Data supplied: Begin

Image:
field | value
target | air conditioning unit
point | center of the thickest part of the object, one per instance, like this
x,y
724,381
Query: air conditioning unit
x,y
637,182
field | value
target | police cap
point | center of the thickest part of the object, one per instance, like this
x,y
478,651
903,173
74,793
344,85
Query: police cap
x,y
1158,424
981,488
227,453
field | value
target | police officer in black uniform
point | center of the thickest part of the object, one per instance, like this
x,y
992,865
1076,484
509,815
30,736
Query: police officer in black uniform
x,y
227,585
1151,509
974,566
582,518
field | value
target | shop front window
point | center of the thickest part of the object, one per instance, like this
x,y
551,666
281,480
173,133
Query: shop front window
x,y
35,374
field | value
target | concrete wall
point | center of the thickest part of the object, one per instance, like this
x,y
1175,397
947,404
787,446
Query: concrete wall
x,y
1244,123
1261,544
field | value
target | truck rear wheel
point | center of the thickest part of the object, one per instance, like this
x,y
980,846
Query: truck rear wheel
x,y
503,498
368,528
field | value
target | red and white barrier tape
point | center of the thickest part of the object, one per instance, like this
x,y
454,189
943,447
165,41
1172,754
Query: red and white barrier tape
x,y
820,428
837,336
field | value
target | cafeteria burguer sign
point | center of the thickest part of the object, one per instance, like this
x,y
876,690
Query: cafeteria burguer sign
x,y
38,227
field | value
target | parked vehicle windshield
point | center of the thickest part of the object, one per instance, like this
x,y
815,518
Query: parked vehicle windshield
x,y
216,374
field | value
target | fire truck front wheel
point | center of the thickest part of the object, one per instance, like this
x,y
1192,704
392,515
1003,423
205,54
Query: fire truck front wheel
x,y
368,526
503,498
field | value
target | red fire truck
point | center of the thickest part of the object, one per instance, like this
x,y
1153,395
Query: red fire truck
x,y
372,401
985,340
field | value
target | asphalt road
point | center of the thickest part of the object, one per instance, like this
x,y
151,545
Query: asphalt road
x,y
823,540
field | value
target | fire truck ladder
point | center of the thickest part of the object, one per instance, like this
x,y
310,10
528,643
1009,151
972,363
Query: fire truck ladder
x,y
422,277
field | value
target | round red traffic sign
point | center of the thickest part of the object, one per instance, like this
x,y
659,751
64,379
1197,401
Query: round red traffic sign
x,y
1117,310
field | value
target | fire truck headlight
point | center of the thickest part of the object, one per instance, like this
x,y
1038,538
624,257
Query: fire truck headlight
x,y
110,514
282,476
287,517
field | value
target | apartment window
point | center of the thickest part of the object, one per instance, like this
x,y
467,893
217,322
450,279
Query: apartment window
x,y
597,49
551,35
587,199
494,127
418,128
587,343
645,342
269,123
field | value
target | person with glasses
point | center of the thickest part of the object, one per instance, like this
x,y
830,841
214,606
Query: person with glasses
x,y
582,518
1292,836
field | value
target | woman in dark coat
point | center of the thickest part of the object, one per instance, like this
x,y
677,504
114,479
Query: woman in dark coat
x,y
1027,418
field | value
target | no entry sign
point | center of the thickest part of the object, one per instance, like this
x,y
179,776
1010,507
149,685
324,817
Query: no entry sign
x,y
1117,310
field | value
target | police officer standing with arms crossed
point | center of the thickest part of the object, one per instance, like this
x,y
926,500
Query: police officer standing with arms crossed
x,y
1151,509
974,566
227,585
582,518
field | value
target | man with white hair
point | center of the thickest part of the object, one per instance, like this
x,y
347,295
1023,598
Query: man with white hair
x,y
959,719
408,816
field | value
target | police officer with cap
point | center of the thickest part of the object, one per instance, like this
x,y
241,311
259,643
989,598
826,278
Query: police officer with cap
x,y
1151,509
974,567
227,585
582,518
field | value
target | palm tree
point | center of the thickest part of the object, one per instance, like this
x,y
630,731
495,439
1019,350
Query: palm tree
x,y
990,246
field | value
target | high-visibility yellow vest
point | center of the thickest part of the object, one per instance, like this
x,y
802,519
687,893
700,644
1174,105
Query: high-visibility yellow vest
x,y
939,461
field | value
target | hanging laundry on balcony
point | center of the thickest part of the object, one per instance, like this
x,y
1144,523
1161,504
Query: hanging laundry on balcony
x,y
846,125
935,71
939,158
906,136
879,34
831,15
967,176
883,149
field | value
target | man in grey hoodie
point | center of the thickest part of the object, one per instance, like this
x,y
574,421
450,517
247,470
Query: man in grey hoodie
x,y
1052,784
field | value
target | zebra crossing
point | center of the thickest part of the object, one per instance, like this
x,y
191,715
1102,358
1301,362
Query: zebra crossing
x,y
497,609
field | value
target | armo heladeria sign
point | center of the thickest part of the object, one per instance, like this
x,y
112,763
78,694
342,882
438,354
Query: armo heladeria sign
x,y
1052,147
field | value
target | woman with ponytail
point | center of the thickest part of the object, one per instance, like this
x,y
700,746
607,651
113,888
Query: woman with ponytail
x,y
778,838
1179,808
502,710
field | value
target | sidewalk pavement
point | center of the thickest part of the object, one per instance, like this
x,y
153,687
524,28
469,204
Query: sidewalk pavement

Data supplied: End

Task goal -
Repeat the records, every one of them, without any deviation.

Solved exercise -
Image:
field | value
target | air conditioning unit
point | center of the thickest part of the object, one per instance, like this
x,y
724,381
Query: air conditioning unit
x,y
637,182
field | value
target | police cap
point | center of the thickest part of the object, one per instance, like this
x,y
478,651
903,173
74,793
344,85
Query: police cap
x,y
1158,424
981,488
227,453
field | value
target | police officer in black uniform
point | center of the thickest part of the object, one per instance, like this
x,y
992,865
1076,484
509,815
30,736
Query: police officer in black uniform
x,y
227,585
1151,509
974,566
582,518
field | value
target | shop front window
point | center of the thickest part of the object, one per instance, like this
x,y
551,666
281,480
173,133
Query: shop front window
x,y
35,374
field | value
target | concrete wall
point | center of the thickest part of the object, one per instance, like this
x,y
1175,397
947,404
787,446
Query: concrete wall
x,y
1244,123
1261,544
field | value
target | truck rear wheel
point | center of the thickest part of the object, one per instance, like this
x,y
980,846
Query: truck rear wheel
x,y
503,498
368,528
field | value
target | red and white barrier tape
point | center of the thickest part of the object, one per instance, like this
x,y
454,189
943,447
165,41
1172,754
Query: red and white barrier tape
x,y
820,428
837,336
field | value
target | cafeteria burguer sign
point | center of the thickest part of the object, one per instance, like this
x,y
876,690
Query: cafeteria burguer sign
x,y
38,227
field | value
target | parked vehicle windshield
point | center of the thickest part of the object, one per instance, like this
x,y
815,518
Query: parked vehicle windshield
x,y
216,374
field | value
target | fire truck front wheel
point | center of the thickest part of the object, one per instance, like this
x,y
1192,704
392,515
1003,423
205,54
Query: fire truck front wheel
x,y
368,526
503,498
field | value
target | red fire truck
point | center of the thickest part of the object, one per instance, like this
x,y
1153,395
Query: red fire truck
x,y
372,401
985,340
field | value
target | asphalt road
point | center of the thickest part of the object, one per instance, like this
x,y
151,545
Query: asphalt road
x,y
823,540
field | value
target | fire truck ladder
point | center of the thickest part of the object, one per instance, like this
x,y
310,10
528,643
1009,151
972,363
Query: fire truck ladder
x,y
422,277
field | value
target | round red traffic sign
point | center of the thickest part of the object, one per instance, like this
x,y
659,751
64,379
1197,401
Query: round red traffic sign
x,y
1117,310
field | value
target | fire truck headlight
point | center of the thickest part of the object, one per instance, like this
x,y
1038,538
624,257
Query: fire truck headlight
x,y
110,514
282,476
287,517
field | value
target | apartment window
point | center of the thickest part of the object, one per instance, like this
x,y
467,893
217,322
450,279
Query: apartment window
x,y
597,49
551,35
587,199
494,127
418,128
587,343
645,342
269,123
field | value
target | person with glasses
point | center of the thickest part of the object, one per instance, like this
x,y
830,841
214,606
Query: person with glasses
x,y
582,518
1292,836
field | value
target | woman in dark coat
point | center of the thickest part of the object, one per instance, like this
x,y
677,504
114,479
Query: woman in dark coat
x,y
1027,418
field | value
target | no entry sign
point | center of the thickest part of the object, one per instance, like this
x,y
179,776
1010,507
149,685
324,817
Query: no entry sign
x,y
1117,310
field | value
target | police officer standing with arms crossed
point | center of the thickest part of the object, one per instance, like this
x,y
926,500
Query: police officer standing with arms crossed
x,y
1151,509
974,566
227,585
582,518
field | value
target | man with white hair
point | center of the thickest part of the object, one per instance, like this
x,y
347,295
1023,598
Query: man with white hair
x,y
959,719
408,816
field | value
target | police officer with cap
point | center of the thickest part of the object, one per instance, like this
x,y
241,311
259,643
989,598
826,278
Query: police officer with cap
x,y
1151,509
974,567
227,585
582,518
field | value
target | palm tree
point | center of the thickest part of the object, one per instance, like this
x,y
630,731
495,439
1019,350
Query: palm tree
x,y
990,246
field | value
target | high-visibility yellow vest
point | center of the thickest part of the object, one per instance, like this
x,y
802,519
687,893
700,644
1174,105
Query: high-visibility yellow vest
x,y
939,461
field | value
target | hanging laundry on balcony
point | center of the thickest part of the object, one per instance, like this
x,y
1144,523
1161,504
Query: hanging laundry on balcony
x,y
846,125
935,71
939,158
906,136
879,34
831,15
967,176
883,149
field | value
target | man in grey hoodie
point | center of the thickest part of the object, one per instance, like this
x,y
574,421
450,517
247,470
Query: man in grey hoodie
x,y
1052,784
field | value
target | zebra crossing
point | center of the thickest part of the object, one per instance, like this
x,y
191,715
1102,358
1301,362
Query: zebra crossing
x,y
497,609
field | value
target | armo heladeria sign
point | center of the thickest part of the object, one per instance, like this
x,y
112,763
78,694
342,882
438,354
Query: armo heladeria sign
x,y
1052,147
field | value
target | woman with ponytail
point | center of the thickest part of the object, one per instance, like this
x,y
700,746
607,651
113,888
Query: woman with ponytail
x,y
778,838
1179,808
502,710
field | value
target | sidewalk pavement
point | center of the thickest part of the object, one per instance, like this
x,y
153,687
524,28
469,204
Query: sidewalk pavement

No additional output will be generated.